Stated goal:
Count the lines of the records that contain the string "jacket", treating uppercase and lowercase as different, and give only the number.

::::::::::

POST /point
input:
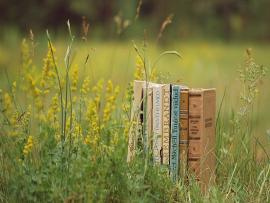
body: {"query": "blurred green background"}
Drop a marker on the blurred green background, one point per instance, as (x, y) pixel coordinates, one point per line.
(211, 19)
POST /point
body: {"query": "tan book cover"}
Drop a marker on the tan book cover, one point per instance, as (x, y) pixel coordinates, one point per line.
(184, 106)
(147, 117)
(157, 123)
(201, 155)
(135, 118)
(166, 97)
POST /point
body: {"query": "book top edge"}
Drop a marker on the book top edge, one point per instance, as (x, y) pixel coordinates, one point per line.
(201, 90)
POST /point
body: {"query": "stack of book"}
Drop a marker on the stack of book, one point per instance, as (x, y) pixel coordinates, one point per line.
(176, 125)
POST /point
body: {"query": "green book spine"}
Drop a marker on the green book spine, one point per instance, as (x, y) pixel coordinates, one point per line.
(175, 132)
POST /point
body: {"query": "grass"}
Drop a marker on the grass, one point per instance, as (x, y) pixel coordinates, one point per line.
(87, 162)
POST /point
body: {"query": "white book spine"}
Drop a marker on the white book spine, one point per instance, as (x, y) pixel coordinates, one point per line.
(157, 123)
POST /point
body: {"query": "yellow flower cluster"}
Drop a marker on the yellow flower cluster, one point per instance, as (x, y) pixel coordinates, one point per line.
(28, 146)
(85, 89)
(53, 109)
(26, 56)
(74, 78)
(7, 102)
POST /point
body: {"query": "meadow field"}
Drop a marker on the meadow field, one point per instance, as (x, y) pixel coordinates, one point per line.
(65, 117)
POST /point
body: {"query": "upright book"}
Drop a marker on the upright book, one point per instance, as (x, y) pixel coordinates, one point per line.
(147, 117)
(183, 148)
(202, 161)
(136, 112)
(175, 113)
(157, 123)
(166, 123)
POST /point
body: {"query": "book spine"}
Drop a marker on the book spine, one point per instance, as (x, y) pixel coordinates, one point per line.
(183, 148)
(157, 123)
(208, 159)
(195, 132)
(166, 115)
(202, 135)
(147, 117)
(135, 120)
(175, 112)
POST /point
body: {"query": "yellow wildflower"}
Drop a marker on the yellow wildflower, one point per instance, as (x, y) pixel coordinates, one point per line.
(110, 101)
(85, 86)
(14, 86)
(53, 109)
(7, 101)
(74, 78)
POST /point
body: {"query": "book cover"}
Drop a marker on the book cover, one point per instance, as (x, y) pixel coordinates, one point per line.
(135, 118)
(175, 127)
(157, 123)
(147, 117)
(166, 115)
(183, 148)
(201, 155)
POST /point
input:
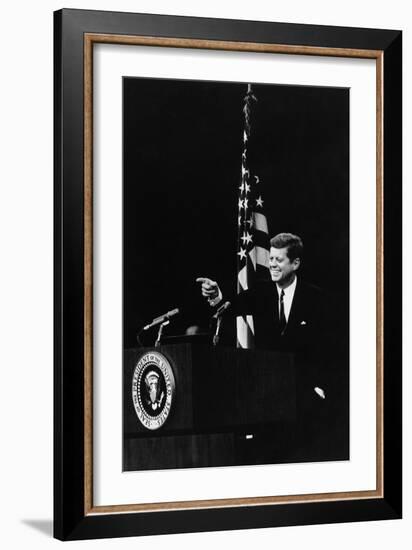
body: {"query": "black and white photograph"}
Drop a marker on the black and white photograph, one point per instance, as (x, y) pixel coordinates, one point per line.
(235, 273)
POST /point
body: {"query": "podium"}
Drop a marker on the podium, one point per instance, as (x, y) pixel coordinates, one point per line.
(219, 407)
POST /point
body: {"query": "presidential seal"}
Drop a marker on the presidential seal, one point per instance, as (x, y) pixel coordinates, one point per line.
(153, 389)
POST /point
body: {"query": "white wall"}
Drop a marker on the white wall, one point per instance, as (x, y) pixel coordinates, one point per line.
(26, 324)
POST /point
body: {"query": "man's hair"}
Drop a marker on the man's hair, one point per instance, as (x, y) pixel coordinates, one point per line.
(292, 243)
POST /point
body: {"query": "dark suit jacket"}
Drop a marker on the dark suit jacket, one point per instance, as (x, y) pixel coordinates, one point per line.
(307, 326)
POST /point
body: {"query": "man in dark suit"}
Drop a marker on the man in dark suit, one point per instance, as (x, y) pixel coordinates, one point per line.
(288, 314)
(293, 316)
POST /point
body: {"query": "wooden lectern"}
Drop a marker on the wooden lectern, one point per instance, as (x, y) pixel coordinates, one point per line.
(229, 407)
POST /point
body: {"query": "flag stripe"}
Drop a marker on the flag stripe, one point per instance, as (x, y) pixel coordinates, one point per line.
(253, 236)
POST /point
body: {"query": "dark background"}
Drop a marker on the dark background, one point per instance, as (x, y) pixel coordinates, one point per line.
(182, 159)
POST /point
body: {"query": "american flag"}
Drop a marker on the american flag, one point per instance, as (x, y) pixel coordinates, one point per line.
(253, 236)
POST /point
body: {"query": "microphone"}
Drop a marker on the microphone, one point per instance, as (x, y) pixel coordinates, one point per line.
(162, 318)
(221, 310)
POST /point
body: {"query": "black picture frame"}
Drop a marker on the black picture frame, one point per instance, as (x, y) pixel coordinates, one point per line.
(74, 515)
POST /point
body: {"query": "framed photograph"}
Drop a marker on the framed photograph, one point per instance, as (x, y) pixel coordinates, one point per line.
(227, 274)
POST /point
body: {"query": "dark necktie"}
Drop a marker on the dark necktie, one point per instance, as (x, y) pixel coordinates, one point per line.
(282, 317)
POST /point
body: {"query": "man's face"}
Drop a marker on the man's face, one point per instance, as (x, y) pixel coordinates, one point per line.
(282, 269)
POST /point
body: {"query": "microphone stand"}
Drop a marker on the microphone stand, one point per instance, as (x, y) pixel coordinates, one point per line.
(160, 332)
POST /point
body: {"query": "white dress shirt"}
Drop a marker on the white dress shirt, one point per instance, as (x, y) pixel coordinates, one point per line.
(287, 298)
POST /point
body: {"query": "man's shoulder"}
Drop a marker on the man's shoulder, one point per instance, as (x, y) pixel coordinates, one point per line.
(310, 287)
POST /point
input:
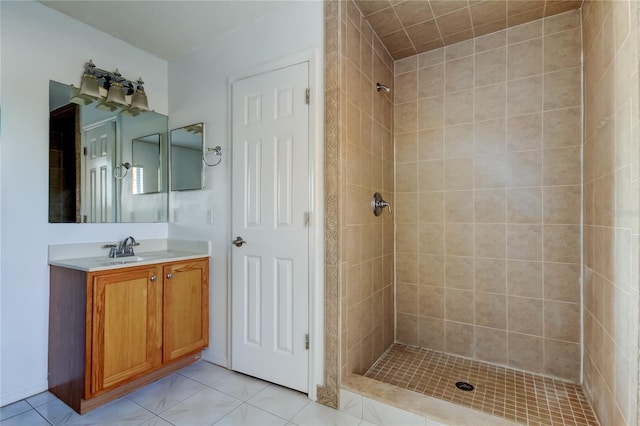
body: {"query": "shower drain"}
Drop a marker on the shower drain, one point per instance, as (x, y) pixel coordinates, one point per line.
(465, 386)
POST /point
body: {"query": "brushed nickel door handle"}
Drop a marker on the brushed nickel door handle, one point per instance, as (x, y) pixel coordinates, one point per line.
(238, 242)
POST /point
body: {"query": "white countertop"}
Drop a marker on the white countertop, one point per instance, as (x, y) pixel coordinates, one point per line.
(149, 252)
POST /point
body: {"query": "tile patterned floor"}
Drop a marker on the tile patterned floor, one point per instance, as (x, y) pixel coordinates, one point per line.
(514, 395)
(200, 394)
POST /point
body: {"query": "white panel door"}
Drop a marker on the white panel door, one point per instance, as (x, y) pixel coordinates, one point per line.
(270, 203)
(97, 202)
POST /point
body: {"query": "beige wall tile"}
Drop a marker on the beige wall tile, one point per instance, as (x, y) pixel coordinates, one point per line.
(407, 239)
(407, 117)
(525, 352)
(459, 239)
(406, 147)
(525, 315)
(432, 57)
(524, 278)
(524, 96)
(407, 329)
(459, 305)
(524, 32)
(407, 177)
(524, 59)
(458, 140)
(562, 359)
(458, 173)
(429, 238)
(524, 205)
(406, 267)
(431, 144)
(457, 50)
(431, 270)
(491, 345)
(562, 166)
(491, 41)
(562, 89)
(490, 102)
(562, 282)
(490, 171)
(490, 67)
(563, 50)
(407, 298)
(431, 81)
(406, 208)
(458, 107)
(525, 168)
(562, 243)
(431, 333)
(524, 132)
(431, 207)
(430, 301)
(562, 204)
(490, 275)
(489, 240)
(431, 175)
(524, 242)
(490, 136)
(562, 321)
(459, 206)
(459, 338)
(405, 87)
(477, 204)
(562, 127)
(430, 112)
(490, 206)
(459, 74)
(459, 272)
(491, 310)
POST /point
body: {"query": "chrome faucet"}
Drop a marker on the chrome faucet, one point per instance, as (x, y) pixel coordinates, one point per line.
(123, 249)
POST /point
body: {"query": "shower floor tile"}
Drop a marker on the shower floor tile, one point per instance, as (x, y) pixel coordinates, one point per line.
(515, 395)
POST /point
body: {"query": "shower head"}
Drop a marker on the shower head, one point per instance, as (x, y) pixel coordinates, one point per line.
(381, 87)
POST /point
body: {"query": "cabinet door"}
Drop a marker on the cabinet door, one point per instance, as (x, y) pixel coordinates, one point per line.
(126, 326)
(186, 308)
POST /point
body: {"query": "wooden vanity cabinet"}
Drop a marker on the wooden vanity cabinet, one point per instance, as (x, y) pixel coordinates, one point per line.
(113, 331)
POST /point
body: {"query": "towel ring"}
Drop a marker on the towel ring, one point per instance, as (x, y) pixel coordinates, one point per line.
(215, 151)
(117, 170)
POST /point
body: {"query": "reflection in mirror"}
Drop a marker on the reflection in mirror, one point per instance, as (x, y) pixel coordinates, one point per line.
(92, 164)
(145, 170)
(186, 157)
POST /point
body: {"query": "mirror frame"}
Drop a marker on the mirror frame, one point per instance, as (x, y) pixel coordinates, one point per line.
(193, 163)
(122, 207)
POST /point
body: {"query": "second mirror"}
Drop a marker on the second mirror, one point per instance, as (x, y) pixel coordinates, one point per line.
(186, 157)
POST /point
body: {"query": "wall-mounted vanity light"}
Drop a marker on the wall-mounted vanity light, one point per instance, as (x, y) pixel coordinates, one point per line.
(111, 90)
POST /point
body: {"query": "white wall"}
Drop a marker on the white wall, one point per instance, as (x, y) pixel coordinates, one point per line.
(198, 92)
(38, 44)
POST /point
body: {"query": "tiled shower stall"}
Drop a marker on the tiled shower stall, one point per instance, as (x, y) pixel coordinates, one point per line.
(511, 161)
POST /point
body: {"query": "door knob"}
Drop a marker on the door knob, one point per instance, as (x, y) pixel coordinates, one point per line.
(238, 242)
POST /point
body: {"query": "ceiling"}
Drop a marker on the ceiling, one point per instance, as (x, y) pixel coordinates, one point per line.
(416, 26)
(170, 29)
(167, 29)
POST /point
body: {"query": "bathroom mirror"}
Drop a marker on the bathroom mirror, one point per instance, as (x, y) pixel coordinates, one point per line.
(95, 157)
(146, 174)
(186, 157)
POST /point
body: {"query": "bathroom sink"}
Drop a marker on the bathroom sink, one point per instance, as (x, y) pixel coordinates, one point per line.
(124, 260)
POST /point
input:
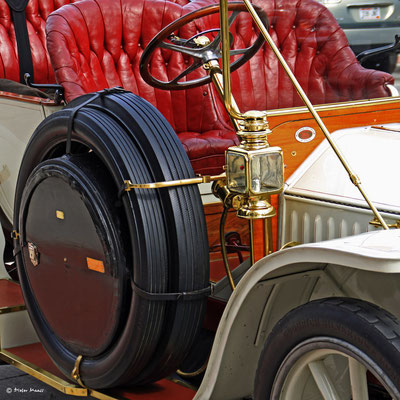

::::::::::

Correct output:
2